The Energy Efficiency Act came into force in August 2011. The Act implements Directive 2006/32/EC of the European Parliament and of the Council of April 5th 2006 on energy end-use efficiency and energy services. The Energy Efficiency Act establishes a national target for economical energy use, whereby savings of end-use energy until 2016 should be no less than 9% of the annual national consumption of energy. In line with the new act, PGNiG, as a trading company, is required to purchase energy efficiency certificates or else to pay non-compliance penalty. This will drive up the cost of regulated activities and, consequently, inflate gas prices paid by customers.
Tariff Calculation
PGNiG’s ability to cover costs of its core operations depends on tariff prices approved by the President of URE. While approving tariffs for a given period, the President of URE considers other external factors, which are beyond PGNiG’s control. In an attempt to protect disadvantaged customers, in his review of operating expenses the President of URE may consider certain cost unjustified. Moreover, the President of URE does not always accept the assumptions adopted by PGNiG with respect to main drivers of cost changes and profit targets allowing for business risk. As a consequence, the URE may also refuse to approve tariff prices and charges applied for by PGNiG. Lower tariff prices and charges might adversely affect our profitability.
Purchase Price of Imported Gas
Prices of imported gas are denominated in the US dollars or the euro and are based on prices of petroleum products. Changes in foreign exchange rates and prices of petroleum products materially affect cost of imported gas. Even an accurate forecast of natural gas prices may be subject to material errors. There is a risk that despite the legal possibility of adjusting prices approved for a tariff term, an increase in the price of imported gas may not be fully passed onto customers or the changes in selling prices may lag behind the changes in import prices.
Resource Discoveries and Estimates
The main risk inherent in exploration is the risk of failure to discover reserves, i.e. the exploration risk. This means that not all the identified potential deposit sites have deposits of hydrocarbons, which can qualify as an accumulation. Whether or not a sufficient accumulation exists depends on a number of geological factors. Furthermore, the actual quantity and quality of the accumulated hydrocarbons may differ from estimates. When the results of successful exploration activity, in the form of new reserves, do not offset the production from the existing reserves, PGNiG’s recoverable reserves will decrease pro rata to the current production volumes.

* Task set
[1] Using the PGNiG risk text, decide whether each statement agrees with it: (a) the Energy Efficiency Act came into force in August 2011; (b) prices of imported gas are set only in euros; (c) the President of URE always accepts PGNiG's assumptions about the main drivers of cost changes. Answer yes or no for each, and quote the words from the text that settle it.
[2] Continue the PGNiG risk text from its last sentence.

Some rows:
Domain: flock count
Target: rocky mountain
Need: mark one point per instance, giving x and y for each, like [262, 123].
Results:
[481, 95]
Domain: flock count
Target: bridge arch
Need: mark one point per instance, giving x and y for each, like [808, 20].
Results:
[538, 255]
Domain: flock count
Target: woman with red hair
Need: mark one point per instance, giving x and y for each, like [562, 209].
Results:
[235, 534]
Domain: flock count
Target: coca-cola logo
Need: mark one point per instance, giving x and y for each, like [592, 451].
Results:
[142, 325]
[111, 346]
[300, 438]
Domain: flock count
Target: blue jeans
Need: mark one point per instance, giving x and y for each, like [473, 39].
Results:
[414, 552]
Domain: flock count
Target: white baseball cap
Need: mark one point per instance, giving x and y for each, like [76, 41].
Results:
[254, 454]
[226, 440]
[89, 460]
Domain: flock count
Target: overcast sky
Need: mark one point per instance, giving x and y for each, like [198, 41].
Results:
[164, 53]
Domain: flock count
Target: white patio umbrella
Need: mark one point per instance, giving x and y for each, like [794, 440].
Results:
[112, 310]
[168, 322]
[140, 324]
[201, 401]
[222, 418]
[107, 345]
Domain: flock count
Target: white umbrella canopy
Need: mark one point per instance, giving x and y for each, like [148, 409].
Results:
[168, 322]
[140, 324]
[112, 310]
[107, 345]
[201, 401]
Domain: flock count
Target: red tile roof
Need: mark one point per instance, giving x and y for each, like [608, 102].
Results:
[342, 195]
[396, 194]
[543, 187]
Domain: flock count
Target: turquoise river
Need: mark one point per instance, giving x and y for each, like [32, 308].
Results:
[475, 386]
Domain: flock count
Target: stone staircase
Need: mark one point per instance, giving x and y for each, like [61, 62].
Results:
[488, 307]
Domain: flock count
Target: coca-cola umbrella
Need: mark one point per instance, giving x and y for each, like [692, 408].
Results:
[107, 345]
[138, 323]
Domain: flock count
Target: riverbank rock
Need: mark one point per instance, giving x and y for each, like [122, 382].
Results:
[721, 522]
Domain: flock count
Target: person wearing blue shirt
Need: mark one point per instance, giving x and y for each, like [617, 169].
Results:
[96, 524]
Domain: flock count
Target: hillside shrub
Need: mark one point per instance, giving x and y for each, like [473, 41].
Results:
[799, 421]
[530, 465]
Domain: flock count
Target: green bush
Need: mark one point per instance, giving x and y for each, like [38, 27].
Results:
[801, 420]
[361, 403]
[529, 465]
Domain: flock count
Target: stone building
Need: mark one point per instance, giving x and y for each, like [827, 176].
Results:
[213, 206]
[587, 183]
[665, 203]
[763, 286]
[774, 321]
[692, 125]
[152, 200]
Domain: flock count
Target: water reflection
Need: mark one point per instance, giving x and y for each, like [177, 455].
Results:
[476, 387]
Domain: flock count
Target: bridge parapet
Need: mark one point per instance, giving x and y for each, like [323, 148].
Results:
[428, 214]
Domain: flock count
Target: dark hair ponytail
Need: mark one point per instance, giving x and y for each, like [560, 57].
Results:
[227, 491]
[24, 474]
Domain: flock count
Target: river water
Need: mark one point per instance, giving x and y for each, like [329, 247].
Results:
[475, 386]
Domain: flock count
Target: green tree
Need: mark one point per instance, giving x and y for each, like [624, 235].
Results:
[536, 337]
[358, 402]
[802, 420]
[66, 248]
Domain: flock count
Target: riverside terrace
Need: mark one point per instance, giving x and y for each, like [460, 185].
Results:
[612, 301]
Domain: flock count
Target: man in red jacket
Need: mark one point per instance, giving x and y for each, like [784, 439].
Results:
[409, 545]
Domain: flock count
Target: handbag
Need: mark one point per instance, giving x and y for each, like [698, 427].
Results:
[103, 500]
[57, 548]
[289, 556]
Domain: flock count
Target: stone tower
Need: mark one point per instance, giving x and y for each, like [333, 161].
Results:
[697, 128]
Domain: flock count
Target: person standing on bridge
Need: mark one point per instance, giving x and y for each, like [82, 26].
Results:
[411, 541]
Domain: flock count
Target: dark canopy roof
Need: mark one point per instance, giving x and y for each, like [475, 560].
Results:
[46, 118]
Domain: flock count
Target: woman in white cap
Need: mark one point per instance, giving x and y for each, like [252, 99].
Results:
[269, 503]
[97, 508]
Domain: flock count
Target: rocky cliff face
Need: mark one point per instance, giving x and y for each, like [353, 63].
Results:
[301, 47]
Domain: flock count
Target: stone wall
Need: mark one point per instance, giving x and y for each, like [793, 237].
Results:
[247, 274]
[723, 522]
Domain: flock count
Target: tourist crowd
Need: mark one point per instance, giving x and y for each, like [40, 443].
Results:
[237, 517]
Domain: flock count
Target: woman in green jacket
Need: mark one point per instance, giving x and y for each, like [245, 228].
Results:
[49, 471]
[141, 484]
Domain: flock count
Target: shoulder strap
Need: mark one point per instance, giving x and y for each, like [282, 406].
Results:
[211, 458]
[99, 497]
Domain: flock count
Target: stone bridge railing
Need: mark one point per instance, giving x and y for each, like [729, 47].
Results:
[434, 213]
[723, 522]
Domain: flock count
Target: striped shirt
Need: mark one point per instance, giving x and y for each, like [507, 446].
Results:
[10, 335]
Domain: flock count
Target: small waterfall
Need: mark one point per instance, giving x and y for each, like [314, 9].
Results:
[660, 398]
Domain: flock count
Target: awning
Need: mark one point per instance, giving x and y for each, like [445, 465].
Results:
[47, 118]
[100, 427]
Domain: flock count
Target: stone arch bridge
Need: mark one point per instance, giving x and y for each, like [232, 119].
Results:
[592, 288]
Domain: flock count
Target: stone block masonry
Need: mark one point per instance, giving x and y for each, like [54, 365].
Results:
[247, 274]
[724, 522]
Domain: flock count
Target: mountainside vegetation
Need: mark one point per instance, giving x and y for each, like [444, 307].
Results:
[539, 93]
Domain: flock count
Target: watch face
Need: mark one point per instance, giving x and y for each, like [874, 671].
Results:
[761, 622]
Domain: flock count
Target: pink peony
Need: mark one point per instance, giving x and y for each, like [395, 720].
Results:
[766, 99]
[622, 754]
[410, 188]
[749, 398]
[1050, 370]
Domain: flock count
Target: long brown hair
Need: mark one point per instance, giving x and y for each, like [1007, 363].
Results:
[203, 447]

* Responses per task
[1]
(a) Yes: "The Energy Efficiency Act came into force in August 2011."
(b) No: "Prices of imported gas are denominated in the US dollars or the euro"
(c) No: "the President of URE does not always accept the assumptions adopted by PGNiG with respect to main drivers of cost changes and profit targets allowing for business risk"

[2]
The risk associated with exploration for unconventional gas in Poland relates to the lack of confirmed presence of shale gas and tight gas. Even if existence of in-place petroleum is confirmed, its production may prove uneconomic due to insufficient gas recovery and high investment expenditure necessary to be incurred on drillings and construction of the production infrastructure. Another material factor is connected with difficult access to unconventional gas plays given the environmental regulations and the need to obtain landowners’ consent for access to the area.
Competition in Exploration
Both on the Polish market and abroad there is a risk of competition from other companies seeking licences for exploration for and appraisal of hydrocarbon deposits. Certain competitors of the PGNiG Group, especially global majors, enjoy strong market positions and have financial resources larger than those of PGNiG. Thus they are likely to bid for and be able to acquire highly prospective licences.
Delayed Work
Under the applicable Polish regulations, obtaining oil and gas exploration and prospecting licences takes from one to one and a half years. On foreign markets, it may take even two years from the time that the winning bid is awarded in a licensing process until the relevant contract is ratified. Moreover, prior to the commencement of field work, the successful bidder is required to arrange for numerous formalities, including obtaining formal and legal permits and approvals for entering the area, meeting environment-related requirements and in some cases requirements related to protection of archaeological sites, and abiding by the regulations governing tenders for work contractors, which may cause another several months to pass before an agreement with the work contractor is signed. In addition, companies must frequently wait for a very long time before their imported equipment receives customs clearance. These factors create the risk of delayed exploratory work.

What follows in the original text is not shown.